Given instruction 1: In the World Series recap, what was the final score of Game 1?

Tuesday, November 5, 2024

MLB Postseason 2024 World Series


I covered Game 1 in an Aggie Volleyball post.

I got home in time to see the end of the Dodgers/Yankees World Series Game 1.  I wasn’t enthusiastic about this matchup of two teams and their giant salaries.  I have to admit, it was a very tight, close game.  The Dodgers were down a run and tied it late.  The Yankees took a one run lead into the tenth.  With bases loaded and two out in the bottom, Freddie Freeman took the first pitch he saw into the right field stands.  Dodgers win 6-3. 

 

Game 2

The Yankees and Dodgers played some home run derby with solo home runs.  Freddie Freeman was in on that action. The Dodgers hit more homers and led 4-1 going into the top of the ninth.  With a Yankee run in, bases loaded, and one out, the Dodgers took out closer Blake Treinen to get the final out.  Dodgers win, 4-2.  However, Shohei Ohtani was hurt sliding into second during the game.  (He kept playing the rest of the series, but wasn’t the same afterward.) 

 

Game 3

Are you kidding me?  Freddie Freeman hit another home run in this Dodger victory!  They were now up 3-0 in the series.

 

Game 4

Yankee fan interference did not change the outcome of this resounding Yankee victory, but it did ensure I would be rooting against the Yankees at this point. 

 

Game 5

I started listening to this game from the beginning.  The Yankees took a quick lead and the Dodgers had no response in the bottom of the first.  I stopped listening, but kept track of the game.  As the score became 5-0 Yankees, I felt good about my decision.

Records for the exercise:

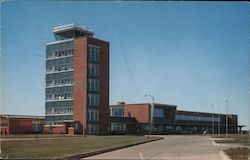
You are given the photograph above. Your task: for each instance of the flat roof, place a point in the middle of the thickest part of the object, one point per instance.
(195, 112)
(161, 104)
(71, 26)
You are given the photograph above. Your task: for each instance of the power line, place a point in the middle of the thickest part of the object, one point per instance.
(129, 70)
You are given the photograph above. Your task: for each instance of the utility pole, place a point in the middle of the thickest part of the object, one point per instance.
(226, 119)
(212, 120)
(219, 121)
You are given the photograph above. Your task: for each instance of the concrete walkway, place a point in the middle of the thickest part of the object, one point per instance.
(171, 148)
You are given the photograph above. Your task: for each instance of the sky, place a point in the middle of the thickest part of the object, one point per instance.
(191, 54)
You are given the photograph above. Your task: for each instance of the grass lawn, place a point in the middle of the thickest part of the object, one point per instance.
(238, 153)
(63, 146)
(237, 138)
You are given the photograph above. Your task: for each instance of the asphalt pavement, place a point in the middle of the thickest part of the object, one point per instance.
(172, 147)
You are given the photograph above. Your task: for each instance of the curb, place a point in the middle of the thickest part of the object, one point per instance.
(84, 155)
(224, 156)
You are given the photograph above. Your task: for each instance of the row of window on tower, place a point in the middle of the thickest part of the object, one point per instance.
(197, 118)
(64, 53)
(93, 99)
(60, 68)
(93, 85)
(61, 110)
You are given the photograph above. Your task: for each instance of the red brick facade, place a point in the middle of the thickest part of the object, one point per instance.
(103, 84)
(20, 124)
(80, 83)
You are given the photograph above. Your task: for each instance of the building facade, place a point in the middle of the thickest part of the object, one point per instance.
(158, 118)
(21, 124)
(77, 82)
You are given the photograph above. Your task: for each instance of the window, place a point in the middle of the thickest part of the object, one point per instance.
(93, 53)
(93, 85)
(197, 118)
(93, 69)
(93, 115)
(93, 99)
(117, 112)
(93, 128)
(62, 110)
(159, 113)
(59, 82)
(117, 127)
(59, 54)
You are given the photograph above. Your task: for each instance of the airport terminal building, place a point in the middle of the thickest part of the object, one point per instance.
(166, 119)
(77, 82)
(77, 95)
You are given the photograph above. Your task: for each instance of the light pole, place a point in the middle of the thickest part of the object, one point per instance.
(218, 120)
(212, 118)
(151, 116)
(226, 119)
(86, 104)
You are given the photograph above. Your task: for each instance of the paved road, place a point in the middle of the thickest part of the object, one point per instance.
(172, 147)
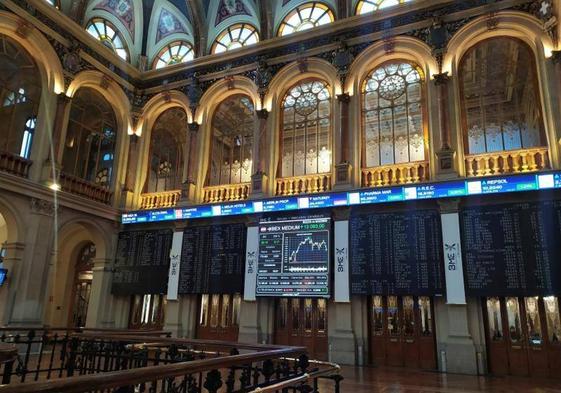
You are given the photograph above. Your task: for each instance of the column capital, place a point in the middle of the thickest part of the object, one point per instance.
(556, 56)
(262, 114)
(344, 98)
(194, 127)
(441, 79)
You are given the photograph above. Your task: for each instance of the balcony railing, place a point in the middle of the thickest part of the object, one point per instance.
(511, 161)
(308, 184)
(60, 361)
(160, 199)
(75, 185)
(14, 164)
(410, 172)
(226, 193)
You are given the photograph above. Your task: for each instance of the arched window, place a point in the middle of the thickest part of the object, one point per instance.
(306, 129)
(20, 91)
(305, 17)
(90, 140)
(174, 53)
(499, 97)
(366, 6)
(83, 284)
(392, 115)
(234, 37)
(232, 141)
(109, 36)
(166, 155)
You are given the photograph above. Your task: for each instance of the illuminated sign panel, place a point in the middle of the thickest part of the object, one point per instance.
(447, 189)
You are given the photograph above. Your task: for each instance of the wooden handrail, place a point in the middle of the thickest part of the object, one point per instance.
(121, 378)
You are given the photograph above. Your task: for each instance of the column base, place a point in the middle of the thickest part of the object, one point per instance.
(188, 194)
(343, 179)
(258, 183)
(445, 162)
(342, 345)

Given instruction 2: Reproduce the entries verbatim, starting at the line that contains "of the illuminated" and ending at the last line of the entries.

Written reply 1: The Dodgers won Game 1, 6-3.

Written reply 2:
You are given the photograph above. Your task: for each instance of the illuminated sign panel, place a point in the middle of the thickest part of the object, one point per instance.
(447, 189)
You are given the photograph above. Your task: for each instance of the wooden handrail, place a point in the middle of the thickest part of the object, one point per instance.
(121, 378)
You are given the photograph above. Your task: for each instance of the column base, place a point in the middle of the thickest part of the object, one point per instance.
(188, 194)
(343, 179)
(258, 183)
(445, 162)
(342, 345)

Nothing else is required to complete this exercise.